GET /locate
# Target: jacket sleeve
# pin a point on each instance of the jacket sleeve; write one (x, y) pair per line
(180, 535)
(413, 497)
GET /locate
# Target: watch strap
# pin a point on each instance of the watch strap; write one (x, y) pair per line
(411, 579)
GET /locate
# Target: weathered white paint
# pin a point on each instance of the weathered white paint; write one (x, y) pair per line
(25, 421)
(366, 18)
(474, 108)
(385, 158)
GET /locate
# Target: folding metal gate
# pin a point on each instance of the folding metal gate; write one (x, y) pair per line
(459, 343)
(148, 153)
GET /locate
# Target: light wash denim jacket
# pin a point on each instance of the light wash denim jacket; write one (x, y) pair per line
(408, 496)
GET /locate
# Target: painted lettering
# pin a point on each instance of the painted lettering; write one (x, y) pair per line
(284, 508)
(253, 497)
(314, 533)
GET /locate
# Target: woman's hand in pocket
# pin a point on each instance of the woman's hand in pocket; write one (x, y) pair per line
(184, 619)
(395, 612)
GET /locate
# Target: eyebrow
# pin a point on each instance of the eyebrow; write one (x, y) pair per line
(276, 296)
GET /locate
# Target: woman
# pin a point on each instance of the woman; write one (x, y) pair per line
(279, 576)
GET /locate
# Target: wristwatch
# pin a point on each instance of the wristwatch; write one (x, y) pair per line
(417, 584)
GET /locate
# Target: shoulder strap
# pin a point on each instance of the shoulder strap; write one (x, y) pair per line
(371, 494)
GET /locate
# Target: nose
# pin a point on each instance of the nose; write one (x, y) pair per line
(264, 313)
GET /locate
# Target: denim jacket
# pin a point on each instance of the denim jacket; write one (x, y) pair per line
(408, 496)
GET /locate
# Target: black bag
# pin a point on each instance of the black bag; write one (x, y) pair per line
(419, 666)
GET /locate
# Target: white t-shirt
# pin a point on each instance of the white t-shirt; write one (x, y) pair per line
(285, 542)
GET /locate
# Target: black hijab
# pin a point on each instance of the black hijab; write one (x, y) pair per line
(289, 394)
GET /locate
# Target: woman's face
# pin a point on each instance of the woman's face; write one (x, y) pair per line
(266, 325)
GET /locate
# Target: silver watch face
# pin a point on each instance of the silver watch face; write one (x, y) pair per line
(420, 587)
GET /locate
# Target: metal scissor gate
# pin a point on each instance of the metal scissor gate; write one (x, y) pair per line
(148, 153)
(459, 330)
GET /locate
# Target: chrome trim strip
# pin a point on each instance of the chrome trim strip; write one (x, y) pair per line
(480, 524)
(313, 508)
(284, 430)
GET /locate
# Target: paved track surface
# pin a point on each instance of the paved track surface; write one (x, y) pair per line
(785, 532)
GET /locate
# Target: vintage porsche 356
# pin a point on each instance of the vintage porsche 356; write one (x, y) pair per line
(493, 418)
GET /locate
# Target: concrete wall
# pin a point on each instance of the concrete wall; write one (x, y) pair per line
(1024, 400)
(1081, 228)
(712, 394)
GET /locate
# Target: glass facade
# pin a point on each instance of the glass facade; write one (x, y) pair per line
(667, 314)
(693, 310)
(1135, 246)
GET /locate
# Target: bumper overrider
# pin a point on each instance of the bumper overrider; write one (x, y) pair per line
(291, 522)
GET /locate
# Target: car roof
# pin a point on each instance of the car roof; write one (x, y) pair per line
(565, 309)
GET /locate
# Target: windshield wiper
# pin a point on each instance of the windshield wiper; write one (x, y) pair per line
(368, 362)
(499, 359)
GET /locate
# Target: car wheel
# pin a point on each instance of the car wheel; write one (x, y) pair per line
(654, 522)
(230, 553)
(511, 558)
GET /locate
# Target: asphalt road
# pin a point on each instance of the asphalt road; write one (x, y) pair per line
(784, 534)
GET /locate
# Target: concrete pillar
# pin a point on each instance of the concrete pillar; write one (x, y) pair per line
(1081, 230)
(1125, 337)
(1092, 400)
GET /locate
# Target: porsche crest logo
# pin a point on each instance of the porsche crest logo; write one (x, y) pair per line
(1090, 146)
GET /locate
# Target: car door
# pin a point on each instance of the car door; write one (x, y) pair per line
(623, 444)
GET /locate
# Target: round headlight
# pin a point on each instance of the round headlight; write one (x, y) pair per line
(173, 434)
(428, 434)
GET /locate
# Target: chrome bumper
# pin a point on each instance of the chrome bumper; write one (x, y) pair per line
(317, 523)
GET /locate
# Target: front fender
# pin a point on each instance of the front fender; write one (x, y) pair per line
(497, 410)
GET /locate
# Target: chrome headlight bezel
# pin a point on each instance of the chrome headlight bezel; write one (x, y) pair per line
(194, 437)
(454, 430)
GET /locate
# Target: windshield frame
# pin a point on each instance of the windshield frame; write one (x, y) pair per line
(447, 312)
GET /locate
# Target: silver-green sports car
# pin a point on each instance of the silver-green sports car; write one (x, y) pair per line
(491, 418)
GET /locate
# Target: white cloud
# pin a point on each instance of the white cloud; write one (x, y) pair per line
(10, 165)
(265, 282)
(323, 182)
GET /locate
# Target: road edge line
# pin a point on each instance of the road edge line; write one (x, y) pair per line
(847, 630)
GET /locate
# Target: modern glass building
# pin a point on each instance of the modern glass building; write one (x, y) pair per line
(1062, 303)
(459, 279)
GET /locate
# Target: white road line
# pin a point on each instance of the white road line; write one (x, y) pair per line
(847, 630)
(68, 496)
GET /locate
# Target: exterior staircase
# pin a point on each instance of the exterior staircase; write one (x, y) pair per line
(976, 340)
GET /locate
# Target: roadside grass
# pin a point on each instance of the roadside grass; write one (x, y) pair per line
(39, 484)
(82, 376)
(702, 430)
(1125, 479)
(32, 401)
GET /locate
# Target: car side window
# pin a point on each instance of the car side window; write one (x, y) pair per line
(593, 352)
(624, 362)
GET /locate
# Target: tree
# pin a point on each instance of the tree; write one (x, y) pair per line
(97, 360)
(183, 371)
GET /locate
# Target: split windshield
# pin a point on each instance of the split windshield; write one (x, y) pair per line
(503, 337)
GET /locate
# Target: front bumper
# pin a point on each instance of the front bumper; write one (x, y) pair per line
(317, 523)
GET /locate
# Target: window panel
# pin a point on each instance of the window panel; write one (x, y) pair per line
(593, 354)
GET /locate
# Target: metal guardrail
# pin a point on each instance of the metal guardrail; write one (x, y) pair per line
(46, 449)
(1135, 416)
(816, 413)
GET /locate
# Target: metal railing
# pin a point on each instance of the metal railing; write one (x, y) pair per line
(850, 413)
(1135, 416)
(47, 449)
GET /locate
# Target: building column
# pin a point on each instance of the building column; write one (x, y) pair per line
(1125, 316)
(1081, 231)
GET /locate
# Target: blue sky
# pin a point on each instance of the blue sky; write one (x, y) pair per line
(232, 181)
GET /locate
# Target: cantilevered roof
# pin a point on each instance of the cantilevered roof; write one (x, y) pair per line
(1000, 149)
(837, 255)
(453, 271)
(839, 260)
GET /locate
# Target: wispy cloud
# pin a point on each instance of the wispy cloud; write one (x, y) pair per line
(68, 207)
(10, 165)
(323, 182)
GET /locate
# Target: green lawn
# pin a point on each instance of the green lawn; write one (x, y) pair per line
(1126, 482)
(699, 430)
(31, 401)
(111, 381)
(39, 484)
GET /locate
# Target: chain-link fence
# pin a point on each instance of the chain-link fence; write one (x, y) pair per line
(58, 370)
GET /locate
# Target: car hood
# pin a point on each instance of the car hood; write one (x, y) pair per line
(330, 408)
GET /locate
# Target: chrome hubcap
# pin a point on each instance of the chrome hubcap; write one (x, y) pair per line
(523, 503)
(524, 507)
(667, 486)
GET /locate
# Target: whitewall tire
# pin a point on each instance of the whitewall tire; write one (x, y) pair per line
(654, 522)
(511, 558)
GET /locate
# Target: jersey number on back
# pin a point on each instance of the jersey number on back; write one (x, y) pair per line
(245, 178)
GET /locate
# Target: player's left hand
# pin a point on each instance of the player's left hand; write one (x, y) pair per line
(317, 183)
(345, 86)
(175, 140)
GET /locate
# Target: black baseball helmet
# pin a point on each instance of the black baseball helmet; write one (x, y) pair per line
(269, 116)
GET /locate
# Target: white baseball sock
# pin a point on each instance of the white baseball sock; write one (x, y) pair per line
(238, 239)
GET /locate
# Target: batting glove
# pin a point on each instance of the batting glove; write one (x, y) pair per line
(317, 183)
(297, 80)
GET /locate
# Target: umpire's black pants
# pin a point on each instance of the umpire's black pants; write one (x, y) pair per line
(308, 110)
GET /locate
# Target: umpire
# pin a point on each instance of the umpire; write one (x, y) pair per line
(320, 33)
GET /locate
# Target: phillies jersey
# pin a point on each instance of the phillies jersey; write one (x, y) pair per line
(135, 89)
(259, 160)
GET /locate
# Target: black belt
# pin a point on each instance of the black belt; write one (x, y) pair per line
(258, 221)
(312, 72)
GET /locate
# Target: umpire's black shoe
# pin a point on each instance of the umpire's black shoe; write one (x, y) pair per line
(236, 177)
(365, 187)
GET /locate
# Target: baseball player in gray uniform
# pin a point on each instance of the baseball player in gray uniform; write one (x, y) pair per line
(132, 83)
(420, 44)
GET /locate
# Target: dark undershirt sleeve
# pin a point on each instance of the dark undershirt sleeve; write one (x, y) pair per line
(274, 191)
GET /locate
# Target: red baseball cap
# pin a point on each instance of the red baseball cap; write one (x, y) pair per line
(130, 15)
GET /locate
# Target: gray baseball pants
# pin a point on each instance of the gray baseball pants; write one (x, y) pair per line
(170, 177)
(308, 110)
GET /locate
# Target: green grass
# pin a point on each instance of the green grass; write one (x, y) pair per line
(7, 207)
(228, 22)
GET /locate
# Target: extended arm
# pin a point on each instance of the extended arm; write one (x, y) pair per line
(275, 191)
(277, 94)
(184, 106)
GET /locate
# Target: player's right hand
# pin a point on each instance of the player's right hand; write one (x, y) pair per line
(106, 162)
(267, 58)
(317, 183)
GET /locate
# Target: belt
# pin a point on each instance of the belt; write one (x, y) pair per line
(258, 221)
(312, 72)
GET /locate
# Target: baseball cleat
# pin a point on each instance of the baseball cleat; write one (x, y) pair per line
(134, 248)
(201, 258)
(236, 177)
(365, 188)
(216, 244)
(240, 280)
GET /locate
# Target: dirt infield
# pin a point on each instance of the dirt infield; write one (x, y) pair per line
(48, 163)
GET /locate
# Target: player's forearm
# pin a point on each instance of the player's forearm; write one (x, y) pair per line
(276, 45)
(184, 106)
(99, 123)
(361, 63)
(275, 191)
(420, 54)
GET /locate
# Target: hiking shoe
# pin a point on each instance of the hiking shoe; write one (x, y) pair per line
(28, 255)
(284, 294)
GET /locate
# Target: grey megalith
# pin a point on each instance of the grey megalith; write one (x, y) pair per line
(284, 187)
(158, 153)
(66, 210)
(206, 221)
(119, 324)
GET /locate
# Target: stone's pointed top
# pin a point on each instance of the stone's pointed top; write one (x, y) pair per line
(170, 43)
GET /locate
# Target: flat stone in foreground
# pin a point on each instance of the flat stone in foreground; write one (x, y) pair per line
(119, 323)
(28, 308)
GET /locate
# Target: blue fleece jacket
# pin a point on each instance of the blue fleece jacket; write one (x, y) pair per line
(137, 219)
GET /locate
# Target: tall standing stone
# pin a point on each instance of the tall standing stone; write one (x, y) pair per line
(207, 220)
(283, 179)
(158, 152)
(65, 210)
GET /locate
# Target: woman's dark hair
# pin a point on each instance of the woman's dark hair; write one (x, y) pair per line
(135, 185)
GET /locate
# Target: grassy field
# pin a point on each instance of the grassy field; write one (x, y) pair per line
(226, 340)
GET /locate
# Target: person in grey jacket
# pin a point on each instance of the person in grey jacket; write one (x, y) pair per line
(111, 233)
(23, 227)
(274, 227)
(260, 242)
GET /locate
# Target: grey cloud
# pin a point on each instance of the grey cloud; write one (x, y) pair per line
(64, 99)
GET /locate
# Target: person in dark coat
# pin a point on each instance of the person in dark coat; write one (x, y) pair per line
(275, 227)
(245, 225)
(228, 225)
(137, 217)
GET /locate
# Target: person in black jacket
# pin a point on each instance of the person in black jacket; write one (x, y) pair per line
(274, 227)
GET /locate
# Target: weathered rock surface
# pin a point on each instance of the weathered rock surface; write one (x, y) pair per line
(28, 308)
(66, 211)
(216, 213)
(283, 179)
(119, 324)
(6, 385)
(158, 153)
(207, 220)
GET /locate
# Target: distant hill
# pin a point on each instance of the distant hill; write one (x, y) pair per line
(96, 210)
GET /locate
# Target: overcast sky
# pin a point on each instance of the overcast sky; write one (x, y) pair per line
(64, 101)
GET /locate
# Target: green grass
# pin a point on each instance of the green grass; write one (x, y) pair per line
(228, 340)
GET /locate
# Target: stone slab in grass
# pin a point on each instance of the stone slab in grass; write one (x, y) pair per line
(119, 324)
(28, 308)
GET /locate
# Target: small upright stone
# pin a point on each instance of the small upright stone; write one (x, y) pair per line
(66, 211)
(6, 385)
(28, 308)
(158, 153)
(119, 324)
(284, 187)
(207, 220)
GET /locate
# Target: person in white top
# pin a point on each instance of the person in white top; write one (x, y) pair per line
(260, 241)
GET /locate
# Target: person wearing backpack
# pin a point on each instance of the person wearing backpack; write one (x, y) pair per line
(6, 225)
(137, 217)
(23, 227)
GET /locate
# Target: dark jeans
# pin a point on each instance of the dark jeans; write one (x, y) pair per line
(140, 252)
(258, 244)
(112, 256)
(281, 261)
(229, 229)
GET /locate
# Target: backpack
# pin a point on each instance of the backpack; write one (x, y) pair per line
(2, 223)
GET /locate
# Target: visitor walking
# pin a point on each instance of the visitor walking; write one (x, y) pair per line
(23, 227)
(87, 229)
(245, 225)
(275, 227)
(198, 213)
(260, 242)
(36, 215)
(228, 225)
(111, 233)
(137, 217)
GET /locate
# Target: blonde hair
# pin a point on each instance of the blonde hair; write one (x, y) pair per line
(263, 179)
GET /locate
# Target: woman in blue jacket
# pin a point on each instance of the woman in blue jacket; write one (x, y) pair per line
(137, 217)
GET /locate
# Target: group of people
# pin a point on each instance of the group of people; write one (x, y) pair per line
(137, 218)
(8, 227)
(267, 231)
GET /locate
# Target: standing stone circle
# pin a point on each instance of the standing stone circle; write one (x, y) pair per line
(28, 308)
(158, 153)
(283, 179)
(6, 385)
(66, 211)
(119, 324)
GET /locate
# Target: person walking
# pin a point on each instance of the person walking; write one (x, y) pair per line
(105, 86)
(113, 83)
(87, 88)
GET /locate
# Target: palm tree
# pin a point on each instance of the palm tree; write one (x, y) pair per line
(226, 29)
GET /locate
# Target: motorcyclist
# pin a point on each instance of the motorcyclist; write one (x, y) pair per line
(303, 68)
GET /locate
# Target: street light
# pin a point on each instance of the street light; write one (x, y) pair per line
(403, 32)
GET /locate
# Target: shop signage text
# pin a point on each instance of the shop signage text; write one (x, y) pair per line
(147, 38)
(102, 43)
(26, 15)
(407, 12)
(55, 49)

### [WHAT THE EXERCISE ASKS]
There is a run of lines above from the one with "# Target: white t-shirt" to the one with "# Target: asphalt road"; print exactly that run, both ends included, and nothing else.

### [ANSWER FOR THIS EXERCISE]
# Target: white t-shirt
# pin a point on each instance of the white t-shirt; write one (x, y) pair per line
(285, 542)
GET /locate
# Target: black hijab
# pin a point on each instance of the black hijab; write one (x, y) pair per line
(289, 394)
GET /locate
# Target: woman's face
# pin a point on each instance of the woman's face; write one (x, y) pair per line
(266, 325)
GET /locate
# Target: silver watch face
# pin a point on each instance of the silver watch face; write one (x, y) pair per line
(420, 587)
GET /locate
# Target: metal scissor gate
# pin a point on each instance of the metal scissor gate; write one (x, y) pair per line
(148, 153)
(459, 330)
GET /locate
# Target: chrome trim strip
# pin a point on each instance of the chrome trim strip; write one (x, y) pair per line
(480, 524)
(313, 508)
(284, 430)
GET /locate
# Target: paved track surface
# pin a point on each instance of the paved track surface; write one (x, y) pair per line
(785, 532)
GET /locate
# Target: vintage porsche 356
# pin a point on each instance of the vintage porsche 356; write one (x, y) pair per line
(493, 418)
GET /locate
# Target: concrete wall
# pin a point on each instance of the concrete wall; write one (x, y) pair per line
(1024, 400)
(1081, 228)
(712, 394)
GET /locate
# Target: glass facade
# pin a point on each instance of the glass facade; write one (x, y) pair per line
(667, 314)
(693, 310)
(1135, 246)
GET /locate
# Target: bumper overrider
# pin a point on each instance of the bumper overrider; write one (x, y) pair per line
(291, 522)
GET /locate
# Target: car roof
# pin a point on each instance of the car roof; write one (x, y) pair per line
(565, 309)
GET /locate
# Target: windshield wiper
# pin a point on each instance of the windshield wiper; write one (x, y) pair per line
(368, 362)
(499, 359)
GET /locate
# Target: car wheel
# pin a point on each instance of the car wheel; write one (x, y) pair per line
(654, 522)
(230, 553)
(511, 558)
GET /locate
# Target: asphalt road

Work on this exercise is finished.